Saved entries
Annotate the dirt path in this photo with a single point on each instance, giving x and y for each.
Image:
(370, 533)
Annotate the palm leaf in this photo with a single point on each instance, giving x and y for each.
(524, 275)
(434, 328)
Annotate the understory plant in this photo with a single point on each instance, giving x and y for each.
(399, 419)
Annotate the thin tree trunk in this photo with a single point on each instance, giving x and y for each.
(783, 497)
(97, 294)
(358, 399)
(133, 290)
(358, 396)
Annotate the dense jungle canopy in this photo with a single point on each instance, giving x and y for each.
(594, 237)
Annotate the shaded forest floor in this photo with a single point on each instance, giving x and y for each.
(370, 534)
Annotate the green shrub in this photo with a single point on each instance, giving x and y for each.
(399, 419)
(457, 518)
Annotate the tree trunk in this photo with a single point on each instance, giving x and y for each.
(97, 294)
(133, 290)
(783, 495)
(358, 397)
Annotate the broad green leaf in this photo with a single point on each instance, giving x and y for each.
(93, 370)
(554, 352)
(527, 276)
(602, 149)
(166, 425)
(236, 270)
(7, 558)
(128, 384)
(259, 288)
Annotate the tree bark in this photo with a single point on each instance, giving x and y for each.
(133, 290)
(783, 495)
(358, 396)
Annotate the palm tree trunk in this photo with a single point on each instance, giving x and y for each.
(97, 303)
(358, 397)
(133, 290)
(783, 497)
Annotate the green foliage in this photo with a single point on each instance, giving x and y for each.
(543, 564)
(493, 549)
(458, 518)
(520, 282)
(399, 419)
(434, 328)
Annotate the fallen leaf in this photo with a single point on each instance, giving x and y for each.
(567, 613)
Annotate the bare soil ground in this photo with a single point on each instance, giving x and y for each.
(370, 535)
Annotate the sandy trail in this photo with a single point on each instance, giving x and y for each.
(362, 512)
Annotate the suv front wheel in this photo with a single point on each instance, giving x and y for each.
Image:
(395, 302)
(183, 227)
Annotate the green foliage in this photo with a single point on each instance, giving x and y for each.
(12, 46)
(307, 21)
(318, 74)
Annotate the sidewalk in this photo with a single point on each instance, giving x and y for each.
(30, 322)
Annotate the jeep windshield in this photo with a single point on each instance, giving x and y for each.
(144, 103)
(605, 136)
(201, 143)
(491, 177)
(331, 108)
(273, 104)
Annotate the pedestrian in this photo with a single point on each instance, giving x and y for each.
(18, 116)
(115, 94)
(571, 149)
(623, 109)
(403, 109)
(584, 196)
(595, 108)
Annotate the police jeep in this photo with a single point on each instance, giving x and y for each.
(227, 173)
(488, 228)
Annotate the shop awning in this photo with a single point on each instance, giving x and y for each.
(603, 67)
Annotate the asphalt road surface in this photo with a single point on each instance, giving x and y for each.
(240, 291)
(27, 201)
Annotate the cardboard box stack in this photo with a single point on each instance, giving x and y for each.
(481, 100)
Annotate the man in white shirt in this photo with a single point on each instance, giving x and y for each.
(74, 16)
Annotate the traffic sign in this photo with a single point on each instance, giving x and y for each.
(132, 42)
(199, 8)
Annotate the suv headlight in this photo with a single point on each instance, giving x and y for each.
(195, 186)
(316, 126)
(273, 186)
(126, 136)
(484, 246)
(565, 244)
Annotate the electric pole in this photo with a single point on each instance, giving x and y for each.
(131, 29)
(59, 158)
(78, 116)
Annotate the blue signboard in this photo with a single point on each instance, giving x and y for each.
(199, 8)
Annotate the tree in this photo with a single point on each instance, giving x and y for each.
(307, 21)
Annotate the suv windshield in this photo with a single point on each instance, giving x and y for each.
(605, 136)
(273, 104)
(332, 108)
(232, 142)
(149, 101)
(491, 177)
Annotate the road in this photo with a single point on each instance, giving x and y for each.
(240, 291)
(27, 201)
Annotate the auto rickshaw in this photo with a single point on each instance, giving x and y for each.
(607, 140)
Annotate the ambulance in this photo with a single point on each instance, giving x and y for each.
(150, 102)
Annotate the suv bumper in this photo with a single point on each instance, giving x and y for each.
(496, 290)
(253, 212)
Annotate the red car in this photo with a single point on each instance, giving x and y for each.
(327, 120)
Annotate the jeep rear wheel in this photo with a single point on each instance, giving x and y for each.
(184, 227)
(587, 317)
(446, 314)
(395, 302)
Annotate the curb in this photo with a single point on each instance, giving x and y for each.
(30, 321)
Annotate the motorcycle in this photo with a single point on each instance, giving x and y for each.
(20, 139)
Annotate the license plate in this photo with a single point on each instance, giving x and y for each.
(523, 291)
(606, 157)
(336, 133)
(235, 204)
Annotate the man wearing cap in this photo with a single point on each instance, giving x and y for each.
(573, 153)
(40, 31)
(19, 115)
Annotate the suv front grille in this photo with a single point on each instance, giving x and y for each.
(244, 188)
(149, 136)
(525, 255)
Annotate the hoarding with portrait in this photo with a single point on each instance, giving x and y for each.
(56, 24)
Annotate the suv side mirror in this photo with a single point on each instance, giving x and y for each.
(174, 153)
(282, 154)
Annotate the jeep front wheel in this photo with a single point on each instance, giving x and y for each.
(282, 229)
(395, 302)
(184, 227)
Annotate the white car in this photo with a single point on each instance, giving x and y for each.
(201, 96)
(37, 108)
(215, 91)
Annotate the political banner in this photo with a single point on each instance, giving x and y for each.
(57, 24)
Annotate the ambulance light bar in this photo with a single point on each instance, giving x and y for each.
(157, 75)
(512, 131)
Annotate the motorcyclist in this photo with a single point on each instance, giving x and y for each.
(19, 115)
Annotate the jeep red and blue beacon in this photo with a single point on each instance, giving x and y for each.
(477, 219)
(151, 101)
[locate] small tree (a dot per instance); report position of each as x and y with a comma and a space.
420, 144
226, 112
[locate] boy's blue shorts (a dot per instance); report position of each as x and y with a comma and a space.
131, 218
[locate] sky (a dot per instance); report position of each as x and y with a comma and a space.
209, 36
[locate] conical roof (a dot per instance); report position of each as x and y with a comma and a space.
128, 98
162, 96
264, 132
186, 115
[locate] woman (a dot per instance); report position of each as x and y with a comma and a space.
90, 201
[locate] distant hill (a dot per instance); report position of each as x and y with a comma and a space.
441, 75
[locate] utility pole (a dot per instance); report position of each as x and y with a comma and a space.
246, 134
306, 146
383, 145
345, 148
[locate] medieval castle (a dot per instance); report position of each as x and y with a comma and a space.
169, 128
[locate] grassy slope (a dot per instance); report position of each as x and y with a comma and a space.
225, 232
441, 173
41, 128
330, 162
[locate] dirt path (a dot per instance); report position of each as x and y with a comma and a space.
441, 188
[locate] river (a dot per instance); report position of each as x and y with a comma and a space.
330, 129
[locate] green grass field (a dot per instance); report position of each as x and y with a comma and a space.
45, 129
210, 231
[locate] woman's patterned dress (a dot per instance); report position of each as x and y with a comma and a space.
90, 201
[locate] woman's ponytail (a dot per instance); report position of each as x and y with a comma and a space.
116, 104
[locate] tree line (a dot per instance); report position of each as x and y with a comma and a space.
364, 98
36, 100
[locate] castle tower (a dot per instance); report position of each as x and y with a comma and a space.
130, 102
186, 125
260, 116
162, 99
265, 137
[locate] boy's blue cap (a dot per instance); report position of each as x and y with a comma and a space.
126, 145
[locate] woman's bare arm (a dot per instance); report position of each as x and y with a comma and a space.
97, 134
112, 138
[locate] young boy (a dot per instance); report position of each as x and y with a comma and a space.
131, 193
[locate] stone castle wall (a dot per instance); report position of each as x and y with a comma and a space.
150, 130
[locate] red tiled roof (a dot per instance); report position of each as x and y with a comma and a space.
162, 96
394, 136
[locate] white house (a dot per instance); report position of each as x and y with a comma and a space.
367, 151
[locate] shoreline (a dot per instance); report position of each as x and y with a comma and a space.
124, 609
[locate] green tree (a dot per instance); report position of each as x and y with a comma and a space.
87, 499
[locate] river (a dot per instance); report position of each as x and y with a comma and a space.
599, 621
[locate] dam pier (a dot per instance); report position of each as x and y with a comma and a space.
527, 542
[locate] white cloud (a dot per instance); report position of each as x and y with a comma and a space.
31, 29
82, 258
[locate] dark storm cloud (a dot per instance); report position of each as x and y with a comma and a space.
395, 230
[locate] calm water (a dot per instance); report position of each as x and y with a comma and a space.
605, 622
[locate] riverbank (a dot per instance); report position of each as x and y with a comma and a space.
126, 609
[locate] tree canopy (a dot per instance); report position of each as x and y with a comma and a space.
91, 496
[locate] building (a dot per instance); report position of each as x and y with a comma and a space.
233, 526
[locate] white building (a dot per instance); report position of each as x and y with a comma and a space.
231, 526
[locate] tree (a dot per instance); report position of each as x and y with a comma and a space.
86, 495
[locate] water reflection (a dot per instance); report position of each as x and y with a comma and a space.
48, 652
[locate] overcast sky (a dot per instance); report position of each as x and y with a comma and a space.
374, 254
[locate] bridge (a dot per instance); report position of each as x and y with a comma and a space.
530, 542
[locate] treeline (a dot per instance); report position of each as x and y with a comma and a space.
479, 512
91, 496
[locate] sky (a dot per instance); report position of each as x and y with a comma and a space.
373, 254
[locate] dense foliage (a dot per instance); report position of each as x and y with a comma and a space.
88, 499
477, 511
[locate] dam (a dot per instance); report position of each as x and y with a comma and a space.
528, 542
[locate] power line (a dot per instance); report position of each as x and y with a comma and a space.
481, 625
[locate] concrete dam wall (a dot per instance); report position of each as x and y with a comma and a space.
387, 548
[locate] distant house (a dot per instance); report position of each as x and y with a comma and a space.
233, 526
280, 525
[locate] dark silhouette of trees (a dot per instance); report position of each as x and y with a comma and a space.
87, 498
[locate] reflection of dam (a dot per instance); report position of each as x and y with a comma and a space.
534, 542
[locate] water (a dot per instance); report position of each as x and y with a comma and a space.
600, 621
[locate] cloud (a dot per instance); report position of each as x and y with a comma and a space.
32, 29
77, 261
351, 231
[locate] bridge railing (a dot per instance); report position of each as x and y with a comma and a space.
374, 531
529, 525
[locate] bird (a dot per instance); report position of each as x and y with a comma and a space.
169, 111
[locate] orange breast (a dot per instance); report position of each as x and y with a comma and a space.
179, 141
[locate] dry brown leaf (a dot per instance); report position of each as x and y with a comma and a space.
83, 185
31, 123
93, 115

§ **TASK ITEM**
Which lines run from the one containing "[locate] bridge railing" to the final line of the entries? Return those lines exactly, and only those.

§ **TASK OUTPUT**
[locate] bridge railing (a dot per instance); report position of each as x and y with a comma and a space.
374, 531
529, 525
[locate] bird (a dot per instance); report position of each as x and y with a comma and a space.
169, 111
[locate] orange breast (a dot per instance); report position of each as x and y with a comma and a space.
179, 141
[locate] dry brown leaf (a dot per instance); report position of each as x and y with a comma and a space.
83, 185
31, 123
93, 115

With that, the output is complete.